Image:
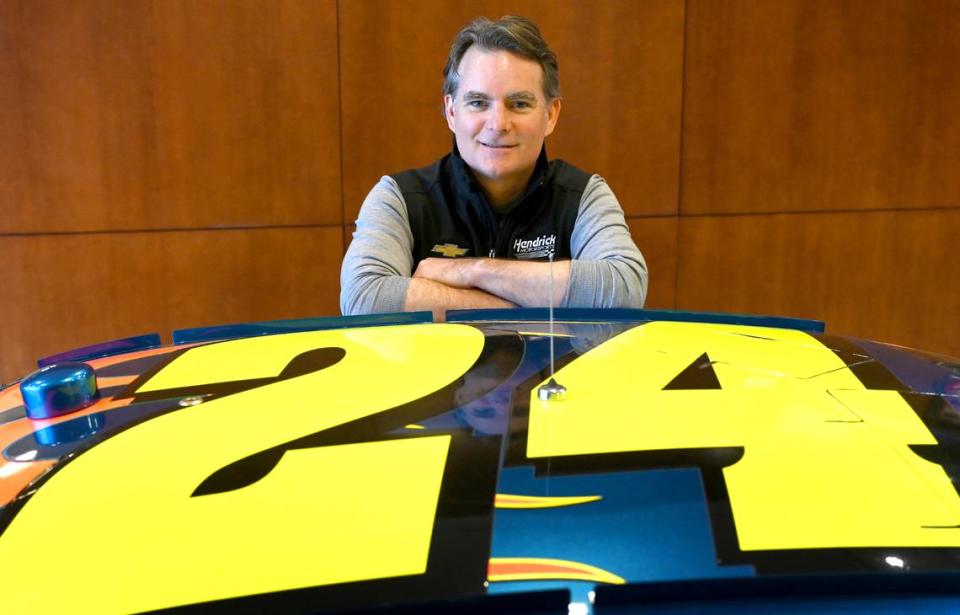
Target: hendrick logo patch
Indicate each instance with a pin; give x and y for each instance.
(539, 247)
(450, 250)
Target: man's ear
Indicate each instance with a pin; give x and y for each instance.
(448, 111)
(553, 112)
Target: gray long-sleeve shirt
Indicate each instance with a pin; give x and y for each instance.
(607, 269)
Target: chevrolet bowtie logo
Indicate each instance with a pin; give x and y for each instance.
(450, 250)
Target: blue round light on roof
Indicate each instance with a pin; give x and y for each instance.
(59, 389)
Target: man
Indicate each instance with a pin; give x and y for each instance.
(477, 227)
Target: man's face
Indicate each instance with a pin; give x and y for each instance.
(500, 117)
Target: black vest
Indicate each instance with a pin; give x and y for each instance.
(450, 215)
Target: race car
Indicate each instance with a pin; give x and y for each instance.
(600, 461)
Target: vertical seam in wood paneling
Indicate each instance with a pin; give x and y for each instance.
(343, 221)
(683, 91)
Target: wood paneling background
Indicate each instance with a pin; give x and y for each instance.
(177, 163)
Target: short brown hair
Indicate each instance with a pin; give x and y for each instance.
(512, 33)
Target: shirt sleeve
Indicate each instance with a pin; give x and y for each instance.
(607, 268)
(377, 266)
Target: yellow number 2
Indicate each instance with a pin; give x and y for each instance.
(131, 538)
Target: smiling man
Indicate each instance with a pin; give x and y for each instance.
(476, 228)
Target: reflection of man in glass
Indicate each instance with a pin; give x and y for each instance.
(490, 413)
(473, 230)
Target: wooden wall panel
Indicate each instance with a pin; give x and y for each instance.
(66, 291)
(800, 105)
(657, 240)
(620, 71)
(888, 276)
(174, 114)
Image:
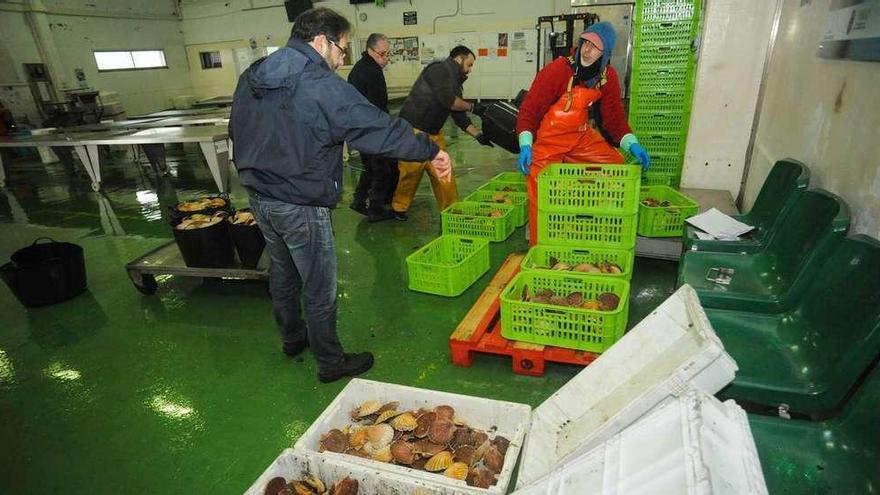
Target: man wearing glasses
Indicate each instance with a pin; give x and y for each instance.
(290, 115)
(379, 177)
(558, 108)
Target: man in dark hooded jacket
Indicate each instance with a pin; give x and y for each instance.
(290, 117)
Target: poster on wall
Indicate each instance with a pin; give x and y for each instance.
(404, 50)
(852, 30)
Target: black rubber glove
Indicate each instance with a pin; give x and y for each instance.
(484, 140)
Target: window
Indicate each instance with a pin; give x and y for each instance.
(130, 60)
(210, 60)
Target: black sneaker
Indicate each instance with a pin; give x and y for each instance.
(352, 364)
(359, 207)
(379, 216)
(294, 349)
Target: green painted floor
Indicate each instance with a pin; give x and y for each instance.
(187, 391)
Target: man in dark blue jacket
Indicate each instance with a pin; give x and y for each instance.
(290, 115)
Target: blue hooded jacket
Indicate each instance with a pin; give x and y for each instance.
(609, 37)
(290, 116)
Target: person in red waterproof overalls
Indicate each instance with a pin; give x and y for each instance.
(557, 107)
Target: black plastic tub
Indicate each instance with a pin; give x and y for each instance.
(207, 247)
(249, 242)
(46, 273)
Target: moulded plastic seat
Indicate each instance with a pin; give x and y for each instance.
(838, 456)
(786, 180)
(769, 279)
(811, 356)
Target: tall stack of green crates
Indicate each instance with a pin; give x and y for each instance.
(662, 83)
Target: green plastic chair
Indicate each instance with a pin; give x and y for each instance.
(786, 181)
(838, 456)
(811, 356)
(771, 279)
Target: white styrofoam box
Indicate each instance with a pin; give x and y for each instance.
(673, 346)
(495, 417)
(690, 445)
(295, 465)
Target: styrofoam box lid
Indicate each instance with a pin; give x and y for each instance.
(296, 465)
(693, 444)
(509, 419)
(672, 347)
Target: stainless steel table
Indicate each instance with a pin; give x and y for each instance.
(213, 141)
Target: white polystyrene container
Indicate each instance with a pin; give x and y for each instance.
(690, 445)
(672, 347)
(495, 417)
(296, 465)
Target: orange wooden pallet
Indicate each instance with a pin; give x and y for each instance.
(480, 331)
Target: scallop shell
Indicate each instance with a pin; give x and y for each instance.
(403, 452)
(446, 412)
(441, 431)
(404, 422)
(367, 408)
(494, 459)
(380, 435)
(439, 462)
(333, 441)
(457, 470)
(424, 424)
(383, 455)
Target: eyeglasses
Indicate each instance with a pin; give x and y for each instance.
(336, 45)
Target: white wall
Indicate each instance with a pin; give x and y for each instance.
(80, 26)
(825, 113)
(266, 23)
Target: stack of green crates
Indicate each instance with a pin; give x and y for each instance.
(662, 83)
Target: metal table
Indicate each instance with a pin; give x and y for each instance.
(167, 260)
(213, 141)
(670, 248)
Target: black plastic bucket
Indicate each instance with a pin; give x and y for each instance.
(44, 274)
(208, 247)
(249, 242)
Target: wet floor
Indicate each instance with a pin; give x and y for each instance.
(186, 391)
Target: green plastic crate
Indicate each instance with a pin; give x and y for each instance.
(589, 188)
(660, 100)
(448, 265)
(664, 33)
(662, 78)
(571, 328)
(515, 177)
(652, 57)
(500, 185)
(659, 122)
(583, 229)
(471, 220)
(657, 179)
(519, 201)
(671, 143)
(539, 257)
(666, 10)
(665, 221)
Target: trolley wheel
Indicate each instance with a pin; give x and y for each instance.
(147, 285)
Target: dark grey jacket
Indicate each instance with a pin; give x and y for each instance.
(290, 116)
(429, 101)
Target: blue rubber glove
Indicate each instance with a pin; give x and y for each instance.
(641, 155)
(630, 144)
(525, 152)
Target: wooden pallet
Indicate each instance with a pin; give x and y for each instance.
(480, 331)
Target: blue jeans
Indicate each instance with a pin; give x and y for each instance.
(299, 240)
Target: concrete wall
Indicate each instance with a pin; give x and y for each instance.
(825, 113)
(77, 27)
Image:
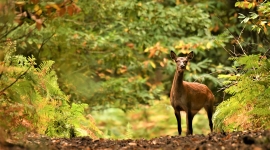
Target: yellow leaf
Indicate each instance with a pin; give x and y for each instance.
(53, 5)
(153, 64)
(209, 45)
(37, 10)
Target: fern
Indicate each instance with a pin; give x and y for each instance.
(39, 104)
(250, 96)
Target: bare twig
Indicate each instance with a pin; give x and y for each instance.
(2, 91)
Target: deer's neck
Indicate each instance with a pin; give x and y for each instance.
(178, 81)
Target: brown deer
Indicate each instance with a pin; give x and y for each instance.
(189, 96)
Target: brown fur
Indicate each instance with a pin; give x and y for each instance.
(189, 96)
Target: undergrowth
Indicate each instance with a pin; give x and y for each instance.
(32, 102)
(248, 108)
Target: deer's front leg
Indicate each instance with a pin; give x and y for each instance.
(178, 118)
(189, 122)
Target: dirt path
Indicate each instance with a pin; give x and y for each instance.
(258, 140)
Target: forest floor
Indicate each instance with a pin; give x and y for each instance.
(255, 140)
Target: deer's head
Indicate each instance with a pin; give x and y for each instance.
(181, 62)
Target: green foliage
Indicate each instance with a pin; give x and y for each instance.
(31, 100)
(146, 121)
(112, 43)
(258, 19)
(248, 107)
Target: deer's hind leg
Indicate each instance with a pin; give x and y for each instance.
(178, 118)
(209, 110)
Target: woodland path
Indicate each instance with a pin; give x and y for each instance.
(246, 140)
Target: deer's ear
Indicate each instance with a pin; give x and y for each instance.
(190, 55)
(173, 55)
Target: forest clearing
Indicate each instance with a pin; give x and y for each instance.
(134, 74)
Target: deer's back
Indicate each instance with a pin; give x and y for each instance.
(194, 95)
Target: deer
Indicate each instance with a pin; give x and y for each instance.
(189, 96)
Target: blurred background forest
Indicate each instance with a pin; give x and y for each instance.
(101, 68)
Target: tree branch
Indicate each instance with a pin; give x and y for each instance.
(2, 91)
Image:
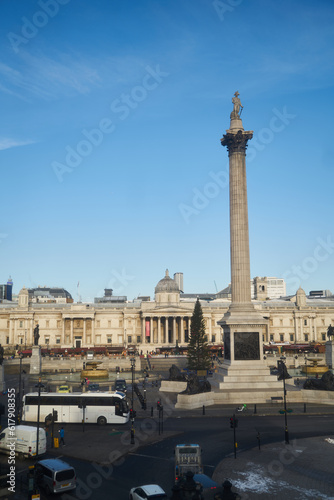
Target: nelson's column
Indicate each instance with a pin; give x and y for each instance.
(243, 368)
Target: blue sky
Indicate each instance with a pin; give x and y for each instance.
(111, 119)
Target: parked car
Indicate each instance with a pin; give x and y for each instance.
(94, 387)
(64, 388)
(55, 476)
(148, 492)
(206, 483)
(120, 385)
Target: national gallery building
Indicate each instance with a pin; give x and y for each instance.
(150, 325)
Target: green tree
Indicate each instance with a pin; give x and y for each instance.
(198, 350)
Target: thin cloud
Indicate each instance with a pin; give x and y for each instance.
(48, 78)
(6, 143)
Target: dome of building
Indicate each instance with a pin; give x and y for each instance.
(167, 284)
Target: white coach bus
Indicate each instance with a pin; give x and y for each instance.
(101, 408)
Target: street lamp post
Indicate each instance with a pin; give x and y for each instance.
(39, 386)
(132, 414)
(305, 357)
(283, 374)
(19, 395)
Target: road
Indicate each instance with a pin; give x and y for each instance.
(155, 463)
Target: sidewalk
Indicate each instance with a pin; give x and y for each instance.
(301, 470)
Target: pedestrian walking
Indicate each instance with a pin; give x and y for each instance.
(62, 435)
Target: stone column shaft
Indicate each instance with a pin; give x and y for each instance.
(236, 143)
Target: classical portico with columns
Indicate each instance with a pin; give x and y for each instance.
(156, 323)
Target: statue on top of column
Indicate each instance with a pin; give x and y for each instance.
(237, 106)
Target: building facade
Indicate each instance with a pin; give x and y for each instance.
(148, 325)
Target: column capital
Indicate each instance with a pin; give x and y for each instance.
(236, 142)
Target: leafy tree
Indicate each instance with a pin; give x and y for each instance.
(198, 350)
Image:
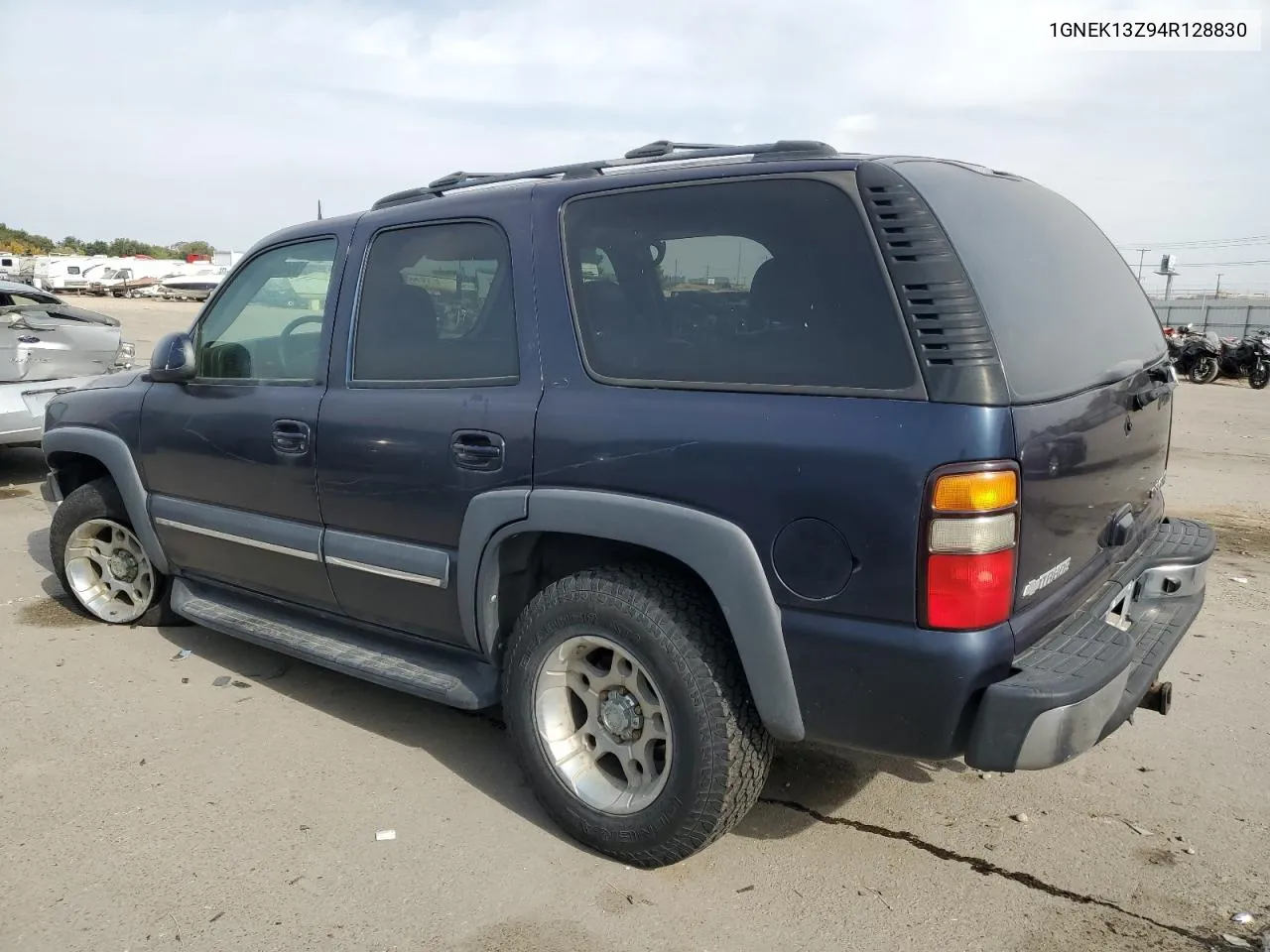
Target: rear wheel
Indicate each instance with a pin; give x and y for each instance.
(1260, 375)
(631, 716)
(102, 563)
(1205, 370)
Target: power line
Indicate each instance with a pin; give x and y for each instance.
(1198, 243)
(1225, 264)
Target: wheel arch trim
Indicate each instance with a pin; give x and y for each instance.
(113, 453)
(716, 549)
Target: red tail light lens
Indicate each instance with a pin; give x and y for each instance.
(971, 524)
(969, 592)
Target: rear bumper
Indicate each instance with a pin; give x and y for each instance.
(935, 694)
(1082, 680)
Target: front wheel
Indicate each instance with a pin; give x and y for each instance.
(631, 716)
(100, 562)
(1205, 370)
(1260, 375)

□ □ □

▶ **The request**:
Rewrite the stretch from the line containing "Target: classical portico with columns" through the last line above as a numbered list, skipping any blank lines and leaving out the pictures.

▶ **Reply**:
1. Target: classical portico with columns
2. Indicate each instance with a pin; give x and y for each instance.
3. (156, 323)
4. Target: statue on top of column
5. Indicate each instance with a pin; give x and y for each instance.
6. (237, 106)
7. Target: building facade
8. Indicate each instance with a pin; give x and y for each instance.
9. (148, 325)
10. Target: column capital
11. Indicate each instance with a pin; give x and y for each instance.
12. (236, 142)
13. Target: leafy tree
14. Indicate each instance with a pin; give x and y for each instance.
15. (198, 350)
16. Image:
17. Target: rear wheel
18. Indicate each instance with a pin; give x and y for each instance.
19. (1260, 375)
20. (631, 716)
21. (102, 563)
22. (1205, 370)
23. Target: power line
24. Indicate each instance with a pin; give x and y for each instance.
25. (1198, 243)
26. (1225, 264)
27. Target: wheel arch trim
28. Indicate each instance with a pin; give x and y for each instance.
29. (113, 453)
30. (716, 549)
31. Target: red tail light lens
32. Indicate each instance with a pin; give x and y for each instance.
33. (971, 524)
34. (969, 592)
35. Target: rear bumper
36. Indicate each instance with a pin; give x and y for each instance.
37. (935, 694)
38. (1082, 680)
39. Target: front wheel
40. Indicate each instance with a pin; give x and y for each instance.
41. (631, 716)
42. (100, 562)
43. (1205, 370)
44. (1260, 375)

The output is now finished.